*** RECORDS SUPPLIED

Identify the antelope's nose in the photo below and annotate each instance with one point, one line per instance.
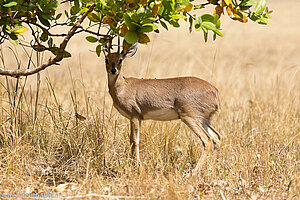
(113, 70)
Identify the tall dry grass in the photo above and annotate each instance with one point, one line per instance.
(44, 147)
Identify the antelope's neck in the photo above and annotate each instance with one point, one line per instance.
(115, 84)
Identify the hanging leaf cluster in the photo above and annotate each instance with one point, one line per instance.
(132, 20)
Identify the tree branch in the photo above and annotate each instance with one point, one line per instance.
(26, 72)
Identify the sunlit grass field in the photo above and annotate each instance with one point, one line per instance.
(45, 148)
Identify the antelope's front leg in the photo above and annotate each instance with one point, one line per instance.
(135, 126)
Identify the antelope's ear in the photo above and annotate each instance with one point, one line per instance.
(130, 51)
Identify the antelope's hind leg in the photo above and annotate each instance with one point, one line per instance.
(205, 139)
(212, 133)
(135, 127)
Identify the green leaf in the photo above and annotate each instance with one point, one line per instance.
(163, 24)
(50, 42)
(10, 4)
(248, 3)
(260, 7)
(83, 10)
(128, 21)
(13, 39)
(91, 39)
(98, 50)
(148, 20)
(148, 27)
(74, 10)
(44, 37)
(131, 37)
(44, 21)
(19, 29)
(58, 16)
(208, 25)
(93, 17)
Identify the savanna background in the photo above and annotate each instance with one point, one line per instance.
(45, 148)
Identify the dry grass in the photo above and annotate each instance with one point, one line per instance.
(256, 68)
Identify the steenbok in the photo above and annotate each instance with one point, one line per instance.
(190, 99)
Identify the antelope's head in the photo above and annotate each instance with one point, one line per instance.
(113, 61)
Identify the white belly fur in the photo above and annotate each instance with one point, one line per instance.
(165, 114)
(123, 113)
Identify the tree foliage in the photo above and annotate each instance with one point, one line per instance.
(132, 20)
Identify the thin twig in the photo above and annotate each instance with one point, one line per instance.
(51, 61)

******

GIVEN INSTRUCTION: Reproduce every line above word for word, omitting the picture from your copy.

SOLUTION TO THIS PROBLEM:
Identify the antelope's nose in the photo below and annotate each instance with one point, one line per instance.
(113, 70)
Identify the tall dry grass in the photo above and annotate each instance with one point, one line per instance.
(44, 147)
Identify the antelope's neck in the photo above and annotate each instance with one point, one line per instance.
(115, 84)
Identify the hanging leaf cluster in the photo above and annotate each instance with one point, one line per instance.
(132, 20)
Identify the tree branch in the photo above and annotate each instance with one point, one line per instance.
(26, 72)
Identify the sunlit grass field in the photo above and annotate each instance with one point, one line per instance.
(45, 148)
Identify the antelope's front leg in the photo above and annotate each instance with one point, one line per instance.
(135, 126)
Identify the antelope's ear in the photo above and annotate each instance with one point, one line per instance.
(130, 51)
Identify the antelope's hind leg in the photo above and annotate each instance with one point, one line per instance.
(205, 139)
(212, 133)
(135, 127)
Identify the green leaf in the photo above and annotate each instance with one point, one line per instance.
(163, 24)
(50, 42)
(10, 4)
(248, 3)
(260, 7)
(83, 10)
(128, 21)
(13, 39)
(91, 39)
(98, 50)
(148, 20)
(148, 27)
(74, 10)
(44, 37)
(131, 37)
(44, 21)
(19, 29)
(58, 16)
(208, 25)
(93, 17)
Identify the savanna background in the photo above and annotate each instance with one point, one line per instance.
(45, 148)
Identify the dry grass in the photo above and annotate each instance with one point, one line per instance.
(256, 68)
Identify the steenbok in the photo above and annotate each instance with one point, one line per instance.
(190, 99)
Identify the antelope's head in the photo above and annotate each instance with one point, one line per instance.
(113, 61)
Identify the white belly fur in the photo above and annotate each instance with one point, one line per instance.
(165, 114)
(123, 113)
Identify the tree foliage in the photo above and annotate each instance with one point, one line per instance.
(132, 20)
Identify the thin twig in the photo above and annotate each instance with one point, one line per instance.
(51, 61)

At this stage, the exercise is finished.